- [Brief 1]: Reproduce the part of the passage on hominin fossil discoveries that runs from "Until the Zinjanthropus" up to and including "mapping human evolution.".
- [Brief 2]: List each individual calendar year (not decades) that the passage on hominin fossil discoveries names.

- [Study text]:
Year after year, the pair failed to find hominin fossils. But they dug up stone tools, suggesting that hominins must have lived there. So they kept looking. One day in 1959, while an ill Louis stayed behind in camp, Mary discovered a skull with small canine teeth like Australopithecus. But the fossil’s giant molar teeth, flaring cheekbones and bony crest running along the top of the skull where massive chewing muscles would have attached suggested something else. Nicknamed Nutcracker Man for its chompers, the species was dubbed Zinjanthropus boisei (it’s now called Paranthropus boisei because it is clearly a close cousin of P. robustus, a South African species found by Broom).
Until the Zinjanthropus discovery, determining a hominin fossil’s age was largely a guessing game because there was no good way to measure how long ago an ancient fossil had formed. But advances in nuclear physics in the early and mid-20th century led to radioactive dating techniques that allowed age calculations. Using potassium-argon dating, geologists reported in 1961 that Zinjanthropus came from a rock layer about 1.75 million years old. The fossil was three times older than the Leakeys initially suspected. (Later, A. africanus proved to be even older, living about 2 million to 3 million years ago.) The discovery vastly stretched the timescales on which researchers were mapping human evolution.
The surprises didn’t end there. In the early 1960s, the Leakeys’ team recovered fossils of a hominin that lived at roughly the same time as Zinjanthropus but had smaller, more humanlike teeth and a brain notably bigger than that of both Zinjanthropus and Australopithecus. Because of the elevated brain size and details of the hand, the Leakeys argued that this hominin was the one who made the tools at Olduvai Gorge; in 1964, Louis and colleagues placed it in the human genus with the name Homo habilis, or handy man.
The Homo designation was controversial, and to this day paleoanthropologists debate how to classify these fossils. Still, the discoveries at Olduvai Gorge kicked off a paleo-anthropological gold rush in Africa. A 1974 discovery in Ethiopia, for instance, once again expanded the timescale of human evolution. It was one of the most famous discoveries in all of human evolution: the nearly 40 percent complete skeleton of Lucy, known more formally as Australopithecus afarensis, who lived about 3.2 million years ago.
Since then, researchers have shown repeatedly that the hominin fossil record stretches farthest back in Africa. Today, the oldest purported hominins date back some 6 million or 7 million years — to around the time when the ancestors of humans and chimpanzees probably parted ways.
On the origin of our species
Even after it became clear that hominins originated in Africa, it was still uncertain where our species, Homo sapiens, began. By the 1980s, paleoanthropologists had largely settled into two camps. One side claimed that, like the earliest hominins, modern humans came from someplace in Africa. The other side championed a more diffuse start across Africa, Asia and Europe.

- [Records supplied]:
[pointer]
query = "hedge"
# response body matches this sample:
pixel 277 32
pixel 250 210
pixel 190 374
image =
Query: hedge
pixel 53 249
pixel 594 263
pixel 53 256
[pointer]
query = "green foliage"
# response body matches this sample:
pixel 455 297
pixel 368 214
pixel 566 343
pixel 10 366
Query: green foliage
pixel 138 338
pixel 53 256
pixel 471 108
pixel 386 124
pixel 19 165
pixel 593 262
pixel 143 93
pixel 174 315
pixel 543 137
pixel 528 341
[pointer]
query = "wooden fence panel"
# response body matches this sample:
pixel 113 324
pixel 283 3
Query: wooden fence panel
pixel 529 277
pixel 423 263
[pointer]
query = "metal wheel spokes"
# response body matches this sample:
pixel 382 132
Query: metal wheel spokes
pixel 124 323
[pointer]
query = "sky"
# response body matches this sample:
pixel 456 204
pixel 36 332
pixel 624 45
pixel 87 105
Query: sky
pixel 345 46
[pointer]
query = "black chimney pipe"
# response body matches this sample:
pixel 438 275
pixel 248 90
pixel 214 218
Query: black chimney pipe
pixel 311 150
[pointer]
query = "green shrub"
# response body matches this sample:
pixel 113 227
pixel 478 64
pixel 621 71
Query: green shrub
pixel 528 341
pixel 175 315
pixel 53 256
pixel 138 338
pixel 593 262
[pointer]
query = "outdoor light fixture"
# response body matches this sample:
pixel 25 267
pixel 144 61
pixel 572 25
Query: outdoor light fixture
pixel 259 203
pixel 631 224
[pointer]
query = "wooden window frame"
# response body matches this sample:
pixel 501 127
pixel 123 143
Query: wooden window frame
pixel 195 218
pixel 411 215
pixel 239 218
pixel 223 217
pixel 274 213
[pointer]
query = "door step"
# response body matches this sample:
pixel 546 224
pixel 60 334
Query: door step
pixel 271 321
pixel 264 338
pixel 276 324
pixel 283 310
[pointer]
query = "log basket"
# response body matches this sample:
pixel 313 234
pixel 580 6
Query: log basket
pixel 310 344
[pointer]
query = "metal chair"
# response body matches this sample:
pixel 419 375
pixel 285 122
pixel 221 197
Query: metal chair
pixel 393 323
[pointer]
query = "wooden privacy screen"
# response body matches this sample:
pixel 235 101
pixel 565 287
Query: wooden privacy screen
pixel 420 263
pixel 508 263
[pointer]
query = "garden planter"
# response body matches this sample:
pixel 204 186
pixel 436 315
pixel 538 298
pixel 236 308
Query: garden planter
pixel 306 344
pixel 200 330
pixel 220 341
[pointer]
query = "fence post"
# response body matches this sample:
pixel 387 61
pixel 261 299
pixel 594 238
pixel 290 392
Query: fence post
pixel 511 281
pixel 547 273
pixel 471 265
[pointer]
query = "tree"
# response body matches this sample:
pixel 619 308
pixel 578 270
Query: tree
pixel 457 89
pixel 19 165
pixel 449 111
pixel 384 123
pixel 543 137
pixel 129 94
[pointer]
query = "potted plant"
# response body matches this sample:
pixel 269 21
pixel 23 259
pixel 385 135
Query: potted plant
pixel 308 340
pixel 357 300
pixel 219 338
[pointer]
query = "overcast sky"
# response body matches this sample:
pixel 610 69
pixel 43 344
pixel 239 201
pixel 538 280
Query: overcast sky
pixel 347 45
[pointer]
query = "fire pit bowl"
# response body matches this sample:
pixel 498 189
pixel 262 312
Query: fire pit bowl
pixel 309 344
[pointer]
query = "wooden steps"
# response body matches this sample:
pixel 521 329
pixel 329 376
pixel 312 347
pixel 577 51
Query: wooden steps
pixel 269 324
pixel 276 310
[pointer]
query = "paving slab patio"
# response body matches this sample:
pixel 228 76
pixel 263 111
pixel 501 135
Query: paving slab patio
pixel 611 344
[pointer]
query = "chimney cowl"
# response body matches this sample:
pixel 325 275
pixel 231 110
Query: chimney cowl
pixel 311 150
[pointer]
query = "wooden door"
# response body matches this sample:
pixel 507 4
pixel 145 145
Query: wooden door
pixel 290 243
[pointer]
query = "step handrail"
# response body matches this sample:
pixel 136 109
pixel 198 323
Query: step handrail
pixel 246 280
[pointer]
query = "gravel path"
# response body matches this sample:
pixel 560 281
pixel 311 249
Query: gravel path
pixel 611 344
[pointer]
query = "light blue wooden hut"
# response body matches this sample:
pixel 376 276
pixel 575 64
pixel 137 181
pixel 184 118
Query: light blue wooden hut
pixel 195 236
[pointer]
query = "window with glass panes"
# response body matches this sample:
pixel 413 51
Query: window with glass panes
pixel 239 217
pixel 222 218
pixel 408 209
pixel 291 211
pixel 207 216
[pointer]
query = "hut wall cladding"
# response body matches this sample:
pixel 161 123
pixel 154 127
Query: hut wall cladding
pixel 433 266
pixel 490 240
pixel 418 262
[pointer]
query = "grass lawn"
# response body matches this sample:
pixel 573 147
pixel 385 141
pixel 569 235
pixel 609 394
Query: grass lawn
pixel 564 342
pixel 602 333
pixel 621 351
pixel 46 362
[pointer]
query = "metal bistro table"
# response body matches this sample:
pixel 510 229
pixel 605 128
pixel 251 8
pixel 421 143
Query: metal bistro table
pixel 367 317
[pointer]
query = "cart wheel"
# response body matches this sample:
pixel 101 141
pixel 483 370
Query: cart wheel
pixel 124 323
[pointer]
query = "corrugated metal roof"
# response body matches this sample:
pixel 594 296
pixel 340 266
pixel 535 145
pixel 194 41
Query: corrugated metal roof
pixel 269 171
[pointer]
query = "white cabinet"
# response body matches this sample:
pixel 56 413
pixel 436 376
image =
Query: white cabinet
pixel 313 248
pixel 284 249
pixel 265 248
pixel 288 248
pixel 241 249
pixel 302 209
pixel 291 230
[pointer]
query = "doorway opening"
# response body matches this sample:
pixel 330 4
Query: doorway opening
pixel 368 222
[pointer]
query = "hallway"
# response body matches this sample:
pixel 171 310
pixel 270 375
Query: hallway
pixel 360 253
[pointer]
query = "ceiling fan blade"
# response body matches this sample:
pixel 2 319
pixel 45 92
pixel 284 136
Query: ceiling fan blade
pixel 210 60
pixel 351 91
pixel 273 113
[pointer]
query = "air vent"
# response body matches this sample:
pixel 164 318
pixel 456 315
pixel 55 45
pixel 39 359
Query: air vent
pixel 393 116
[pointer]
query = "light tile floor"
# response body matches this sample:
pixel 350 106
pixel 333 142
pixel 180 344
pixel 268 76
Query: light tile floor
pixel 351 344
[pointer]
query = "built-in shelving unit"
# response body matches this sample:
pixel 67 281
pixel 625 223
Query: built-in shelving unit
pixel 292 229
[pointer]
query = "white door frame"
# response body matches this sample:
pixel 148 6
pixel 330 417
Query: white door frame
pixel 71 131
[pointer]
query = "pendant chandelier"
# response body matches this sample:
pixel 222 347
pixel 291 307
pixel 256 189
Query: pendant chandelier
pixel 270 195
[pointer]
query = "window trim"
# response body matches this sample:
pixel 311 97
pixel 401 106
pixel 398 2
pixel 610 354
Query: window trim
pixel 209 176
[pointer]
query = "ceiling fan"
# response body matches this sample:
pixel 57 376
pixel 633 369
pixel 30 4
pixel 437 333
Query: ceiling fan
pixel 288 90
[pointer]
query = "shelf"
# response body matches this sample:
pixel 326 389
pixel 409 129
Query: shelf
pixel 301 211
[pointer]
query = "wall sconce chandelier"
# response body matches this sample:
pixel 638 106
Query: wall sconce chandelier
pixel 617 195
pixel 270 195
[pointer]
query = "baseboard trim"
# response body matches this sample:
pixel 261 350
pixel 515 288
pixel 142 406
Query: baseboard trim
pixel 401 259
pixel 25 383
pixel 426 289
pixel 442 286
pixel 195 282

- [Exercise result 1]:
Until the Zinjanthropus discovery, determining a hominin fossil’s age was largely a guessing game because there was no good way to measure how long ago an ancient fossil had formed. But advances in nuclear physics in the early and mid-20th century led to radioactive dating techniques that allowed age calculations. Using potassium-argon dating, geologists reported in 1961 that Zinjanthropus came from a rock layer about 1.75 million years old. The fossil was three times older than the Leakeys initially suspected. (Later, A. africanus proved to be even older, living about 2 million to 3 million years ago.) The discovery vastly stretched the timescales on which researchers were mapping human evolution.

- [Exercise result 2]: 1959, 1961, 1964, 1974